Supplied records below:

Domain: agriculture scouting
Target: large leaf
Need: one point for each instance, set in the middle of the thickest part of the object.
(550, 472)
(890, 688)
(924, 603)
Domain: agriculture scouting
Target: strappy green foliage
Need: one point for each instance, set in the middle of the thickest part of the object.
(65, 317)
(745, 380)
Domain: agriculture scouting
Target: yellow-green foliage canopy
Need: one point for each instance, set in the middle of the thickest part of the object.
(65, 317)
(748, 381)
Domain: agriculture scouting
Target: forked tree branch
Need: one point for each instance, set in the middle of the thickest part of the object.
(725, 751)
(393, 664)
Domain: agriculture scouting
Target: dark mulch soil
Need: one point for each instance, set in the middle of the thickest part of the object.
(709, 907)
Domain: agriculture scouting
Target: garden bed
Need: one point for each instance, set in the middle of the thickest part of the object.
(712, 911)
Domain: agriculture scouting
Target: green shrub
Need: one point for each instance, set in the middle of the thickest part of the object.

End of Supplied records.

Using the data above, restate every record word for word.

Domain: agriculture scouting
Target: large leaf
Need: one point for each instance, set in the middle of the thickest part of the object.
(550, 472)
(890, 688)
(924, 603)
Domain: agriculture scouting
Target: strappy green foliage
Need: one point for each instance, set in the middle of the thickest part of the object.
(65, 317)
(745, 380)
Domain: agriculture scouting
Target: yellow-green foliage canopy
Need: one point for each instance, set in the middle of the thickest part of the object.
(65, 317)
(748, 381)
Domain: agriculture scouting
Target: forked tree branch
Need: one point for each instance, set in the middle of the thickest part of the object.
(725, 751)
(393, 664)
Domain: agriculture scouting
Target: dark mulch soil
Need: one point for each instance, set in the middle of the thickest part of the object.
(709, 907)
Domain: agriculture scouting
Target: garden bed
Need: one point for each instance, set in the middle of the thickest part of the object.
(712, 911)
Domain: agriculture scouting
Target: green shrub
Need: one point for each instance, set in the middle of the thickest part of the object.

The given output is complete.